Optimism coming out from the BoE committee members.

During the August monetary policy meeting held by the Bank of England (BoE), half of the committee members including the central bank’s chief Andrew Bailey think that the minimum criteria for the BoE to consider an increase in interest rate has been met. Those members felt that there was obvious evidence that inflation in the UK has achieved the central bank’s 2% target sustainably and as such, an interest rate hike next year may be on the table. This is a progress made by the BoE in terms of policy tightening as they are one of the few central banks that has not done much ever since the pandemic started last year. Nonetheless, those members do not think that the criteria are sufficient to justify a rate hike at the moment due to the rise in COVID cases caused by the Delta variant.

9-year high inflation boosted BoE’s confidence on inflation sustainability.

The recent release of the UK CPI data further strengthened the BoE’s conviction on the sustainability of inflation. The UK Office of National Statistics (ONS) recently reported a 3.2% spike in annual headline inflation, a 9-year high level. The 1.2% rise in inflation was the highest month-to-month figure ever recorded. Although the ONS highlighted that the main driver behind the rise in prices is due to a base effect, one cannot deny that this will still push the BoE towards a potential quantitative easing (QE) tapering soon.

Dovish tapering from the RBA reflects concern on Delta variant.
▬▬▬▬▬▬▬▬▬▬
| Activity |
Please copy the stretch of the Bank of England commentary from "The recent release" through "(QE) tapering soon.", word for word.

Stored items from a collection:
▬▬▬▬▬▬▬▬▬▬
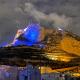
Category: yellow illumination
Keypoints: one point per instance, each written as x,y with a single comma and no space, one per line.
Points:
70,45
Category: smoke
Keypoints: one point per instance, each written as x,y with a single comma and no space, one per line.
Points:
53,18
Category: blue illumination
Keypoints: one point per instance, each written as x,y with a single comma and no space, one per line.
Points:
32,32
19,42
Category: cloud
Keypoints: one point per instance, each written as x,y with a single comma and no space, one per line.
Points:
57,20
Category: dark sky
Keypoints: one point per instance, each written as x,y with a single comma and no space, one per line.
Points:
16,14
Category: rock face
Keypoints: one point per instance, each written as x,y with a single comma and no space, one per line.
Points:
62,46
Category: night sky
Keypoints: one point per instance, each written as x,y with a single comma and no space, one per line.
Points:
16,14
▬▬▬▬▬▬▬▬▬▬
| Output for this exercise |
The recent release of the UK CPI data further strengthened the BoE’s conviction on the sustainability of inflation. The UK Office of National Statistics (ONS) recently reported a 3.2% spike in annual headline inflation, a 9-year high level. The 1.2% rise in inflation was the highest month-to-month figure ever recorded. Although the ONS highlighted that the main driver behind the rise in prices is due to a base effect, one cannot deny that this will still push the BoE towards a potential quantitative easing (QE) tapering soon.